Objectif fixé A :: D'après l'extrait sur la littérature en temps de pandémie, de quel livre les stocks ont-ils été épuisés pendant le confinement ?

Extrait à lire ::
------------------------------------------------

Littérature

De la littérature en temps de pandémie

Critique

Pendant le confinement, chacun y est allé de sa liste de lecture, épuisant les stocks de La Peste. On liste, on liste, on cite, on cite. Lit-on ? Là n’est pas la question. On se refuge derrière des étagères. On lirait donc pour le thème dont traitent ces livres, l’épidémie, et on en attendrait une fonction précise : l’effet-miroir. Ce qui m’arrive est déjà arrivé, je ne suis ni seul ni le premier et mon angoisse s’en trouve assurément réduite. Mais plutôt que de lutter contre l’incertitude afin de continuer à vivre, ne faudrait-il pas apprendre à vivre avec l’incertitude ? Et cela, la littérature peut nous l’enseigner.

------------------------------------------------

Données à traiter ::
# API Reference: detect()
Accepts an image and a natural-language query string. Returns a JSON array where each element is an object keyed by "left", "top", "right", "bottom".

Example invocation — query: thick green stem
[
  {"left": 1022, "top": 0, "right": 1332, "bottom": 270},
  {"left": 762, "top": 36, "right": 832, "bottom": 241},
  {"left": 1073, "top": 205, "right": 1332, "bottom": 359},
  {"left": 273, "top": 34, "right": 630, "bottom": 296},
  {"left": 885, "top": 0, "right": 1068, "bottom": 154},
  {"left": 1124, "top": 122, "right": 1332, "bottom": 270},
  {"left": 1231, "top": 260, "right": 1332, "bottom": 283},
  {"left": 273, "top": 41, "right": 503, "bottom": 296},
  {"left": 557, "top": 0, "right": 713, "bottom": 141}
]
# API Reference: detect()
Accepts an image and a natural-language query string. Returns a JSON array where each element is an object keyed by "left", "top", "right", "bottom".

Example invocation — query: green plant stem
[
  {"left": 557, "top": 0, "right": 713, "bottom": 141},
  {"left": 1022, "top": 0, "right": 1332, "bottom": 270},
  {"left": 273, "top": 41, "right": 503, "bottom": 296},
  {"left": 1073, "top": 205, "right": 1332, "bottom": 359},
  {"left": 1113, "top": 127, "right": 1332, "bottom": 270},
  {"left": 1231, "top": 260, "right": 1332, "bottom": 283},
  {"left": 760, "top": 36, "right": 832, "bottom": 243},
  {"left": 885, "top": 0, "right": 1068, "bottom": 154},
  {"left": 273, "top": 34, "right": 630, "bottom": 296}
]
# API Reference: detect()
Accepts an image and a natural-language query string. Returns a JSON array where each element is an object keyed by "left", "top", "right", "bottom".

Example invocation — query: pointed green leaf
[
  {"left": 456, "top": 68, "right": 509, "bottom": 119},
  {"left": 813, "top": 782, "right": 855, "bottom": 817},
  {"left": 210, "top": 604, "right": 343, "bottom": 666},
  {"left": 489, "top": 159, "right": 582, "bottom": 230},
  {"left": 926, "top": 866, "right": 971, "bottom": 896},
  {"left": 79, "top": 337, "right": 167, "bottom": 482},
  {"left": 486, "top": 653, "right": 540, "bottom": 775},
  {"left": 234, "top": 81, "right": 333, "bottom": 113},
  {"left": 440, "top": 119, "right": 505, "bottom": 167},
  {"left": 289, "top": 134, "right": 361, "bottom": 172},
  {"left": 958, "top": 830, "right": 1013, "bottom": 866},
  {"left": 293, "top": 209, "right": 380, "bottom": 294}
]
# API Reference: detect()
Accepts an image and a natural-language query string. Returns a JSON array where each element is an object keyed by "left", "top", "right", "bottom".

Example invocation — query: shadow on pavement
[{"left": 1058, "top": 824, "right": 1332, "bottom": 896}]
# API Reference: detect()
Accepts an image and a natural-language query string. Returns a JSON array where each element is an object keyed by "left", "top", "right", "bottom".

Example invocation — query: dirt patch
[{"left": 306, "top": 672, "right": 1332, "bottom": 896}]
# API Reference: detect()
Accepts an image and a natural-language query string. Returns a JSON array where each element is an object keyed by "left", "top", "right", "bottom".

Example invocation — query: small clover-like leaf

------------------------------------------------

Objectif fixé B :: Renvoie chaque ligne de la liste où figure la chaîne "stem", en respectant la casse.

Résultat complet A :: La Peste.

Résultat complet B ::
Example invocation — query: thick green stem
Example invocation — query: green plant stem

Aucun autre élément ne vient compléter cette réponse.